#### INPUT FOR THIS TASK

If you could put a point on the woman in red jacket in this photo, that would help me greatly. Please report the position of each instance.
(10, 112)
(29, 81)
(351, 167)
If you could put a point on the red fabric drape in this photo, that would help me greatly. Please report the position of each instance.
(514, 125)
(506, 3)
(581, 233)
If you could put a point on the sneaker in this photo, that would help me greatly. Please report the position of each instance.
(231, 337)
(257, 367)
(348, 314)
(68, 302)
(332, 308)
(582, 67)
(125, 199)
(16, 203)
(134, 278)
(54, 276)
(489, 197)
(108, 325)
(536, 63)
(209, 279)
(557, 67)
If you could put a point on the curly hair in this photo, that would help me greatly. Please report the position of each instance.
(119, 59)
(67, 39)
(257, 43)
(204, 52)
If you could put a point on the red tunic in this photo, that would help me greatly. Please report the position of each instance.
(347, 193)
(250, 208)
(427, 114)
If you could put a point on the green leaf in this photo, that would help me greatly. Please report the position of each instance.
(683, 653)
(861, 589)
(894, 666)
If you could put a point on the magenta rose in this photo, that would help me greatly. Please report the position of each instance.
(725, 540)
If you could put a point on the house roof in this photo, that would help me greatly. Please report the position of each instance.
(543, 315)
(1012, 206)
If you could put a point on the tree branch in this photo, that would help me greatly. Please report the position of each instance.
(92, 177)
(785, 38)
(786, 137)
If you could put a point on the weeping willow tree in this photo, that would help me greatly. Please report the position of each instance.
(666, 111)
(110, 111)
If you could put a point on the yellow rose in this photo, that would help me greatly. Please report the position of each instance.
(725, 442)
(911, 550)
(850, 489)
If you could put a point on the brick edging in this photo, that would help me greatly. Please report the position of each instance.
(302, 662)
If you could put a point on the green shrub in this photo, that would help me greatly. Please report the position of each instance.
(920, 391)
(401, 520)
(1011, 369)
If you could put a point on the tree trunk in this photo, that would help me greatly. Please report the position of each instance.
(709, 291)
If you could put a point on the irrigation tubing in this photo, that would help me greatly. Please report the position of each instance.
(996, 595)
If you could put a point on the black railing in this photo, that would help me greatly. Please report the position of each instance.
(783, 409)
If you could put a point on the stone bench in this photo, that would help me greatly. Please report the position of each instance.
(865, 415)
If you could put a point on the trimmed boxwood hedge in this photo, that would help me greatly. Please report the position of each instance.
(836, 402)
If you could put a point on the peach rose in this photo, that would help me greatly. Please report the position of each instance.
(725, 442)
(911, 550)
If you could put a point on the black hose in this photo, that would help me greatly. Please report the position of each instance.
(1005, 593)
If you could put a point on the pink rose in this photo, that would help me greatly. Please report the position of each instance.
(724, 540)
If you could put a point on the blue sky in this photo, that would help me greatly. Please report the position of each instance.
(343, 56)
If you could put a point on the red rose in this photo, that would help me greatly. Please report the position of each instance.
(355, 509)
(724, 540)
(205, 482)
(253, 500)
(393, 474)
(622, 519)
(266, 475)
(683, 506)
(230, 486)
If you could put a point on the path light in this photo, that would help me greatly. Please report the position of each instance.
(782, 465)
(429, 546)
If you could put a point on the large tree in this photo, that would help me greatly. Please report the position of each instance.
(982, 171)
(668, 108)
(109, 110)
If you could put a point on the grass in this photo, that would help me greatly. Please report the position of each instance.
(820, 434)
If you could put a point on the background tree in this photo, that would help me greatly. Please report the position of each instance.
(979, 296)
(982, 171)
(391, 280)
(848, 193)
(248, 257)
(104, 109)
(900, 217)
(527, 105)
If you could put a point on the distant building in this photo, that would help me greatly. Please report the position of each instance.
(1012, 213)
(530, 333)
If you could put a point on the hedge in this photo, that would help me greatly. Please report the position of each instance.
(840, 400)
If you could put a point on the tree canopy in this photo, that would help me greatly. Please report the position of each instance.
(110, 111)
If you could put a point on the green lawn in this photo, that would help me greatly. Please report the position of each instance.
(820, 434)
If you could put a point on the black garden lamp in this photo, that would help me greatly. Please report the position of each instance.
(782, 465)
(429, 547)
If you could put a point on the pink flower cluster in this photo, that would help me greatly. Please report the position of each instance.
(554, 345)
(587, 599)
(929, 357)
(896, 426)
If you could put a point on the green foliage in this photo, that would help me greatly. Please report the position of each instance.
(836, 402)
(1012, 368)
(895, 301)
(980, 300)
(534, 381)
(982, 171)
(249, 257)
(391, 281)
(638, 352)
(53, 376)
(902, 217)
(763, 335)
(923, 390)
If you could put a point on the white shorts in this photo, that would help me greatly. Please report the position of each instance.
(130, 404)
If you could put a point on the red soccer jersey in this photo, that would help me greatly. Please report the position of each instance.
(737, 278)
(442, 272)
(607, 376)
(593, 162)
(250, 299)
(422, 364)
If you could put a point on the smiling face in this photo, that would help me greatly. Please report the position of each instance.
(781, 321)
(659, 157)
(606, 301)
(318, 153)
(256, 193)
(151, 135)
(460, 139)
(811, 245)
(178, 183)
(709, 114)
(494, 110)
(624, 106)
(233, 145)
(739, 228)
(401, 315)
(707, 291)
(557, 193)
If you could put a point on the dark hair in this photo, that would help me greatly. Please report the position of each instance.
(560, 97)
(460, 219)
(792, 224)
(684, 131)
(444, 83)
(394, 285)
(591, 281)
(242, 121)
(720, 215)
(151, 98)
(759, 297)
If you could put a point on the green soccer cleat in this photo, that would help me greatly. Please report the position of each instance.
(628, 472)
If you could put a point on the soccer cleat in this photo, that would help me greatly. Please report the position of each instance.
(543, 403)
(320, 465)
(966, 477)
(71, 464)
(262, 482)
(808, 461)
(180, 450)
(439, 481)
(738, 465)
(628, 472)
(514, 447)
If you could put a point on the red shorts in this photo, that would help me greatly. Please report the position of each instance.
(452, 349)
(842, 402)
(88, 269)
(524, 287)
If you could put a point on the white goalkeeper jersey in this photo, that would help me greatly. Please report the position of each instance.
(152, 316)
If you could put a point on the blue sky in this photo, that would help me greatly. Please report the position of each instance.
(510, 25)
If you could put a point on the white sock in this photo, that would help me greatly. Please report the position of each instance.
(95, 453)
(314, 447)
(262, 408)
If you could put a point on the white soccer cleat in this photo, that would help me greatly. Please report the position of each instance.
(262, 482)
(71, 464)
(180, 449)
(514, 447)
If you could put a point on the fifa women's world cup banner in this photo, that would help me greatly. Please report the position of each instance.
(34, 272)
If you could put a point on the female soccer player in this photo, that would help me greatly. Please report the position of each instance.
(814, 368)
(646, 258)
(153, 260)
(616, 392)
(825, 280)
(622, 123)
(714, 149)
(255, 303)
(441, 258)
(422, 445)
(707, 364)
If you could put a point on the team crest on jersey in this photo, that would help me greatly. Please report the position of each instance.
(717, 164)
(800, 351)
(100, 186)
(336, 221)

########

Lines from the one containing "If you could put a point on the white soccer" through the final line are to be given again verbatim, with nothing before or after.

▶ **RESPONSE TO THE EXERCISE**
If you could put a point on the white soccer cleat in this photo, that would help me greatly. Please report the position of each instance.
(262, 482)
(71, 464)
(180, 449)
(514, 447)
If you could put a point on the fifa women's world cup banner in this photo, that would help me greatly. Please report the position of each instance.
(34, 272)
If you could put a point on the female soccer player in this photo, that would help me greatly. Please report the position of each instance.
(814, 368)
(646, 258)
(153, 260)
(616, 392)
(825, 280)
(622, 123)
(714, 149)
(255, 303)
(441, 258)
(422, 445)
(707, 364)
If you could put a point on the team crest on jersey in this photo, that would help me greatly. Please report the position of each instance.
(717, 164)
(800, 351)
(100, 186)
(336, 221)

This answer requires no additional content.